■ REQUIRED TASK A
In the raid5 message below, what chunk size does the writer's software raid5 use?
■ REQUIRED TASK B
For each statement, say whether it agrees with the raid5 message below. Answer yes or no, and quote the deciding words. (i) The array is built from 4 disks. (ii) The hook bypasses raid5 handling for write requests. (iii) The writer put the hook in make_request.

■ SOURCE TEXT
Neil/Jens  Hello.
Hope is this not too much bother for you.

Question: how does the psuedo device ( /dev/md )  change the
IOs sizes going down into the disks ?

Explanation:
I am using software raid5 , chunk size is 1024K, 4 disks.
I have made a hook in make_request inorder to bypass
the raid5 IO methodology .I need to control the amount of IOs
going down into the disk and their sizes.
the hook looks like this.


static int make_request (request_queue_t *q, struct bio * bi){
...
if ( bypass_raid5 &&  bio_data_dir(bi) == READ )
        {
                new_sector = raid5_compute_sector(bi->bi_sector,
                                                                      
           raid_disks,
                                                                      
           data_disks,
                                                                      
           &dd_idx,
                                                                      
           &pd_idx,
                                                                      
           conf);

                bi->bi_sector = new_sector;
                bi->bi_bdev =  conf->disks[dd_idx].rdev->bdev;
                 return 1;
}
...

■ RECORD EXCERPTS
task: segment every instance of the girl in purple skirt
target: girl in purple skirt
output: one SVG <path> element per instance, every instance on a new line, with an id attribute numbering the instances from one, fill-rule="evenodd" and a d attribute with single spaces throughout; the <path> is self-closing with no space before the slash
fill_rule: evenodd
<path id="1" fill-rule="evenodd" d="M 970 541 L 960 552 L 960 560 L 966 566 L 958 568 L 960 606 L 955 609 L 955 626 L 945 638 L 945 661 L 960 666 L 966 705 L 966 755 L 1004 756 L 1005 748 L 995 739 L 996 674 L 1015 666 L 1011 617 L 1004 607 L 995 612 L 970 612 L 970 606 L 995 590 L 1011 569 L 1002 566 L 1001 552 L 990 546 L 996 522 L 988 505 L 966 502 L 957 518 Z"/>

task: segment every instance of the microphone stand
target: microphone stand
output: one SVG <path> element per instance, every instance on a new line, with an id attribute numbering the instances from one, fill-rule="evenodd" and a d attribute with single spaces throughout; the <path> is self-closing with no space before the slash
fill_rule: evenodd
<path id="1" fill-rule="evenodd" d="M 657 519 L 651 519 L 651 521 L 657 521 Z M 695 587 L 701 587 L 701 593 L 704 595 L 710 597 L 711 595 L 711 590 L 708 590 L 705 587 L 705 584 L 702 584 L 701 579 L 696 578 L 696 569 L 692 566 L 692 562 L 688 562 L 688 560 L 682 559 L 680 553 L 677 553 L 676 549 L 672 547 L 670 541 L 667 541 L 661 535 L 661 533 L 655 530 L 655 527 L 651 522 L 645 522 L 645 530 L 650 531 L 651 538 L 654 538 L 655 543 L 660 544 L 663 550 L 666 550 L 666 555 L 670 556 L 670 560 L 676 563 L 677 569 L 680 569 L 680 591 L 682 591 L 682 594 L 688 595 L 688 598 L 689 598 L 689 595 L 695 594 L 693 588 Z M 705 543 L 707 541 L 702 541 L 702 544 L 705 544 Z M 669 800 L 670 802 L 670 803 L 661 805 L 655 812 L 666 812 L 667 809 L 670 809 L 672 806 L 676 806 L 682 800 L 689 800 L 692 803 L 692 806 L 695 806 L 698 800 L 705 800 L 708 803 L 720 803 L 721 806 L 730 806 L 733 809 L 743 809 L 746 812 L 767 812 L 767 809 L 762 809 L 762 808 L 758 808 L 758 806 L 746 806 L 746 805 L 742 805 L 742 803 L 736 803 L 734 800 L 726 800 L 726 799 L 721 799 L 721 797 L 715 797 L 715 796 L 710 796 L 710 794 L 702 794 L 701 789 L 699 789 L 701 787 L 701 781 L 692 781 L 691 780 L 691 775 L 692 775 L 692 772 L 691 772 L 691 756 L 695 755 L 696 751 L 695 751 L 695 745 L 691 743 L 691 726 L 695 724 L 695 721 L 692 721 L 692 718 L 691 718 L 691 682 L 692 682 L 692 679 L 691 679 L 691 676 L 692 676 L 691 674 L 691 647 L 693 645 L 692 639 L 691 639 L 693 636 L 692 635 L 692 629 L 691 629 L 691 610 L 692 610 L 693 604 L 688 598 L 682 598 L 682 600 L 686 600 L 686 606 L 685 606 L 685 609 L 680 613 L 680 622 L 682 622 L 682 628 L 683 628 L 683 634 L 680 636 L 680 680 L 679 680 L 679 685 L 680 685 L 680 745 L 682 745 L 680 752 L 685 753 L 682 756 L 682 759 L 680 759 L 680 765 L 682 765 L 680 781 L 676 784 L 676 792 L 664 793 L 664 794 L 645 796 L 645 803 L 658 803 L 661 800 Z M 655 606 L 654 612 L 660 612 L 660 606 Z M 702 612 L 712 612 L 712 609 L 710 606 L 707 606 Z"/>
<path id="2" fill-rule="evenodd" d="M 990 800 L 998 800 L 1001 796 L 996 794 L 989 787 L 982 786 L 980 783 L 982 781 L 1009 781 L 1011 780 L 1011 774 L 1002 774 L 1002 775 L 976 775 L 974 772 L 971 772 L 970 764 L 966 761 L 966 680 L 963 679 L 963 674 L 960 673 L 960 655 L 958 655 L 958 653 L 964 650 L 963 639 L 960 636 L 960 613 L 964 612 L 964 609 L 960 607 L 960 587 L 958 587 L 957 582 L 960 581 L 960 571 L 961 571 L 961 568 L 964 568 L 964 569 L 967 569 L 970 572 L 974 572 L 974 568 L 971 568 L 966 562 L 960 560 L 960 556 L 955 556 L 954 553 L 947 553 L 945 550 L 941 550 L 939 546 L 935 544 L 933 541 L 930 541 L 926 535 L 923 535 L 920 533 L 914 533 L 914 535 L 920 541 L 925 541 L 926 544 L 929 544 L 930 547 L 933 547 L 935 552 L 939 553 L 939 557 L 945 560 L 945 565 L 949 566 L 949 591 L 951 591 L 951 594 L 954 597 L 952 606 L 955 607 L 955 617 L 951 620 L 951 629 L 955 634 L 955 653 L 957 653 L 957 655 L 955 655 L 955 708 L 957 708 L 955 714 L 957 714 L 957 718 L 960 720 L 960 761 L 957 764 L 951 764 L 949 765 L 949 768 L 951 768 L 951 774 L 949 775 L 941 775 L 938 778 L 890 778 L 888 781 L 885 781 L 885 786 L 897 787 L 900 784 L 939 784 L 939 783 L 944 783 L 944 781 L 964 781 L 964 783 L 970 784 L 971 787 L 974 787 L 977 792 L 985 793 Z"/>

■ WRITTEN ANSWER A
1024K

■ WRITTEN ANSWER B
(i) Yes: "chunk size is 1024K, 4 disks."
(ii) No: "if ( bypass_raid5 &&  bio_data_dir(bi) == READ )"
(iii) Yes: "I have made a hook in make_request"